> **Document section**
The only way to prevent juice jacking is to use a USB condom, which is not as crazy as it might sound. Hackers are looking for new ways to compromise people’s computers, and one way is through public USB ports.
You’re in a hurry, you’re grabbing a quick meal, and you see a USB port near the table, so you decide to charge your phone while you’re eating. It could be safe, but it could have been compromised by hackers looking to steal data or install malware on devices of unsuspecting users. This process, called juice jacking, is more common than you think.
The Los Angeles District Attorney’s Office is advising people to stay away from public USB power charging stations in airports, hotels and other locations because they could contain malware. It’s the last thing users would think about, but it’s like connecting your phone or laptop to an unsecured Wi-Fi network.
“In the USB Charger Scam, often called “juice jacking,” criminals load malware onto charging stations or cables they leave plugged in at the stations so they may infect the phones and other electronic devices of unsuspecting users. The malware may lock the device or export data and passwords directly to the scammer,” says the District Attorney office.

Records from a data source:
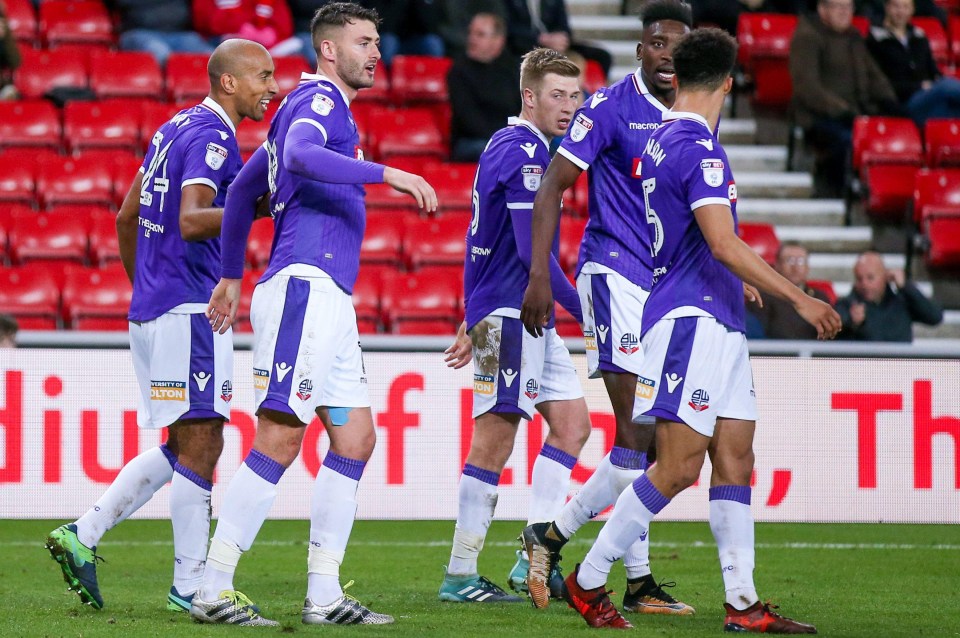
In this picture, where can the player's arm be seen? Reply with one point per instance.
(716, 224)
(128, 220)
(305, 154)
(561, 174)
(239, 211)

> **What this task involves**
Can you write the next part of the juice jacking article, picking up right after its final quoted paragraph?

> **Answer to this problem**
There are two ways to mitigate this problem. One would be to travel with a charger at all times, or at least use a second researchable battery. The second would be to a so-called USB condom, which is a rough but accurate description of the device.
A USB condom is a small interface that sits between your charging cable and the charging port itself. It blocks the data ports on the USB charging station, leaving only the current to pass through. It’s not overly complicated, but it works, and it’s a great way to stay safe while on the move.